(Object position labeling entries)
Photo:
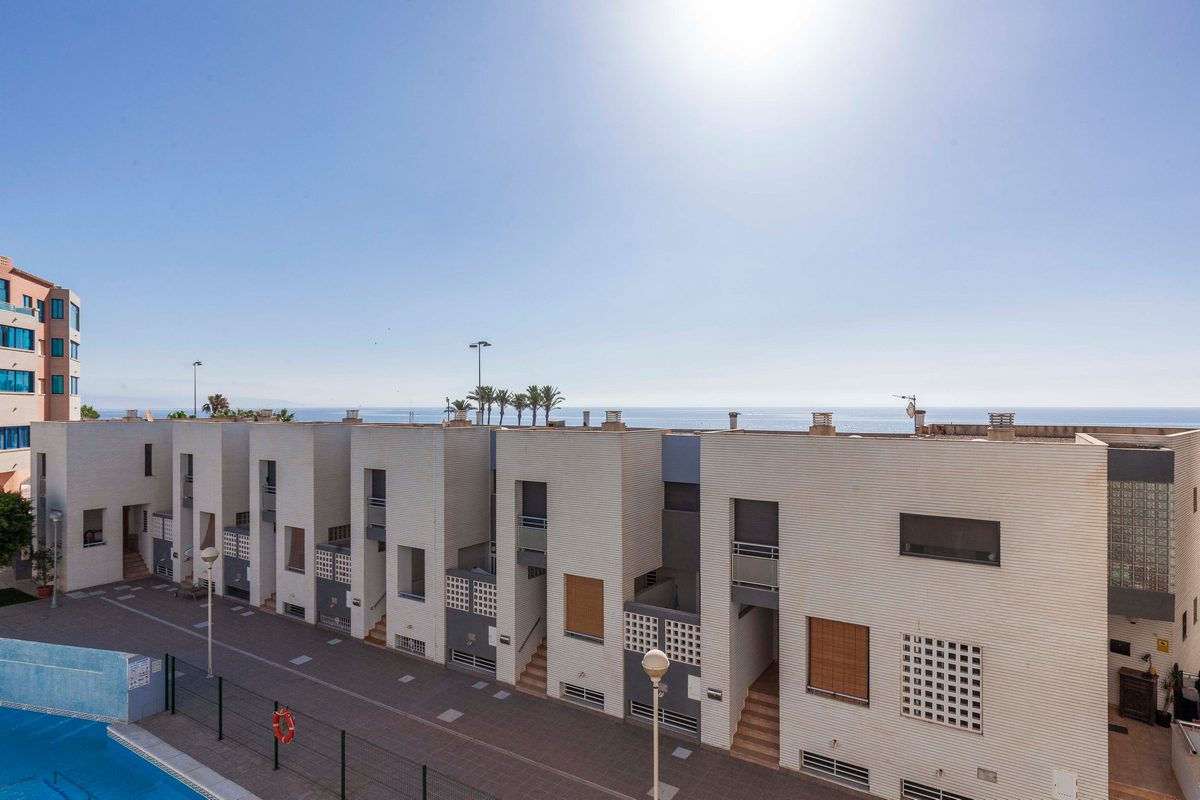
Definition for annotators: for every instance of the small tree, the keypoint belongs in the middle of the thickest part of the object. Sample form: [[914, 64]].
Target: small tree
[[16, 525]]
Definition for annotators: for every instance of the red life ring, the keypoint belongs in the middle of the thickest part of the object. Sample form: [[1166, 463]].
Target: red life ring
[[285, 726]]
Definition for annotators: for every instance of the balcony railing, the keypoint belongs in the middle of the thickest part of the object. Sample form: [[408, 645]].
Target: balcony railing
[[532, 534], [756, 565]]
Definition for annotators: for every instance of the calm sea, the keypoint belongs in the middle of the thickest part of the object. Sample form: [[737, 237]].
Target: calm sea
[[865, 420]]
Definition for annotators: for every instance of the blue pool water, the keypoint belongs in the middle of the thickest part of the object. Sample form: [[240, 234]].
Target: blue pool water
[[47, 757]]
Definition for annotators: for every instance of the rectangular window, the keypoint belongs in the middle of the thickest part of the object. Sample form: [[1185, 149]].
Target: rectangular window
[[839, 660], [15, 437], [583, 607], [951, 539], [18, 338], [411, 572], [295, 548], [93, 527], [16, 380], [681, 497]]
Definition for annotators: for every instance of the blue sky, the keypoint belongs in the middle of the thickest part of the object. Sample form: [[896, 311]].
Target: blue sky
[[643, 203]]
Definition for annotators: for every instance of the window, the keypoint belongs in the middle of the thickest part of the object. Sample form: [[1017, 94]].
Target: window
[[583, 607], [839, 660], [15, 437], [294, 542], [941, 681], [951, 539], [93, 527], [411, 572], [16, 380], [17, 338]]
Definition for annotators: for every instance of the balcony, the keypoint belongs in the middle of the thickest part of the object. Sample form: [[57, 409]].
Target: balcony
[[755, 575], [532, 541]]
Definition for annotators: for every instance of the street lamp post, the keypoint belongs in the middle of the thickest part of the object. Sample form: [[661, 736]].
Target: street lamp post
[[478, 347], [196, 408], [655, 663], [210, 554], [55, 518]]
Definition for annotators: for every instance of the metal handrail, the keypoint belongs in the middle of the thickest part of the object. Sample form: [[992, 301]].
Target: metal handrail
[[1187, 737], [60, 775], [756, 551], [529, 633]]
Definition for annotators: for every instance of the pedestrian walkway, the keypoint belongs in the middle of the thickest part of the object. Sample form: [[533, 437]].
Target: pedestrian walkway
[[467, 726]]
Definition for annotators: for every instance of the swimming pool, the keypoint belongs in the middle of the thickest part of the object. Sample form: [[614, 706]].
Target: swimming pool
[[48, 757]]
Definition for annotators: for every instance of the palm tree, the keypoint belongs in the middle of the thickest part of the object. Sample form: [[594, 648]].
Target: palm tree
[[534, 392], [216, 405], [550, 400], [520, 402], [503, 398]]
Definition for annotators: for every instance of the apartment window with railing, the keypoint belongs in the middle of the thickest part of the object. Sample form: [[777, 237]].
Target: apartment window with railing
[[17, 338], [15, 437], [583, 607], [839, 660], [17, 380]]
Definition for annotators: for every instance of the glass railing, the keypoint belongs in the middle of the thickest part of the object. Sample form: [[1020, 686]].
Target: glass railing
[[756, 565]]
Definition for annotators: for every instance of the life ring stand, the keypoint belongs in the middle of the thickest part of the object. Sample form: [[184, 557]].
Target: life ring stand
[[285, 726]]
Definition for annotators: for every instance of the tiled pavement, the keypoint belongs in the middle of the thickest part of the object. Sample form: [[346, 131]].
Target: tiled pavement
[[515, 747]]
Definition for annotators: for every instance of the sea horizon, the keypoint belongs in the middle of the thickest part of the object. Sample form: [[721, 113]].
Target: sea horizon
[[769, 417]]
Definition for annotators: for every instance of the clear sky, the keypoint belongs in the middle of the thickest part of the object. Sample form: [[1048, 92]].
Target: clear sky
[[642, 203]]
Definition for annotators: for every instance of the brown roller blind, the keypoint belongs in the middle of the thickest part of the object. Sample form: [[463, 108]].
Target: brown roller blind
[[839, 659], [583, 605]]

- _Do this_:
Begin at the line containing "Definition for annotators: for every instance of the tiled" and stop after the line containing "[[515, 747]]". Render those rows as a two-column CSV under the header text,answer, one line per row, with each field quoted and any line breaks replaced by spaces.

- _Response_:
text,answer
"Definition for annotators: for every instance of the tiled pavement, the keypoint belongs in the middle of the thickest part of the object. Sample form: [[346, 131]]. Target: tiled pavement","[[515, 747]]"